[start of PAGE EXCERPT]

Further, the applicant admitted that she had not sought help from the police in
over 25 years. She claimed that she believed that nothing would be accomplished
by going to the police because help had not been forthcoming when she had
sought it in the past. That evidence was insufficient to meet her burden of
showing that state protection was unavailable: Canada (Minister of
Employment & Immigration) v. Villafranca (F.C.A.) (1992), 99 D.L.R.
(4th) 334, 18 Imm. L.R. (2d) 130, leave to appeal to S.C.C. refused, [1993] 2
S.C.R. xi, 102 D.L.R. (4th) vi.
PROPOSED CERTIFIED
QUESTIONS:
[27]
The
applicant has proposed that the Court certify the following questions:
a. Do the Minister's comments
create a reasonable apprehension of bias when he made comments about the well-foundedness
of the Czech Roma claims?
b. Should a Minister ever comment
on the genuineness of refugee claims from a certain country?
[28]
As
set out in Canada (Minister of Citizenship and Immigration) v. Zazai,
2004 FCA 89, 318 N.R. 365, the threshold for certifying a question under IRPA
s. 74 is whether there is a serious question of general importance which would
be dispositive of an appeal. The question should be one that transcends the
interests of the immediate parties to the litigation and contemplates issues of
broad significance or general application.

[end of PAGE EXCERPT]
[start of DATASET]

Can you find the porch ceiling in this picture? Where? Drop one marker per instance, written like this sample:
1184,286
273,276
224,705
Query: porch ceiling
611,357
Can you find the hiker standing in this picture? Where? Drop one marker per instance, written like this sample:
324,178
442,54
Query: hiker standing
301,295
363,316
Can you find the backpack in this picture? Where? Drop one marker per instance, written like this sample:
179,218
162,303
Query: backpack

[end of DATASET]

_CHALLENGES_
- a) Answer these questions from the court decision excerpt:
(i) For how many years had the applicant not sought help from the police?
(ii) Which case sets out the threshold for certifying a question?
(iii) Under which section of IRPA is a question certified?
- b) Carry on the court decision excerpt from the point where it stops.

_ANSWERS_
- a)
(i) Over 25 years.
(ii) Canada (Minister of Citizenship and Immigration) v. Zazai, 2004 FCA 89, 318 N.R. 365.
(iii) Section 74.

- b)
[29]
The
applicant argues that the Court should apply the principles for certification
recently set out in Re Harkat, 2011 FC 75 by Justice Simon Noël. In that
case Justice Noël found it appropriate to certify questions relating to the
application of the Charter to security certificate proceedings, whether
or not they would be dispositive of an appeal, as the determination of those
matters would have an impact on the evolution of similar cases. In my view, the
circumstances of this matter do not call for a similar conclusion.
[30]
I
agree with the respondent that the first question posed by the applicant is not
of broad significance or general application as it essentially restates the
issue which was before the Court to be determined on its particular facts. The
Court has recently considered questions similar to that proposed by the
applicant and refused to certify them: Dunova, above; Gabor,
above; Zupko v. Canada (Minister of
Citizenship and Immigration), 2010 FC 1319 at paragraphs 44-47.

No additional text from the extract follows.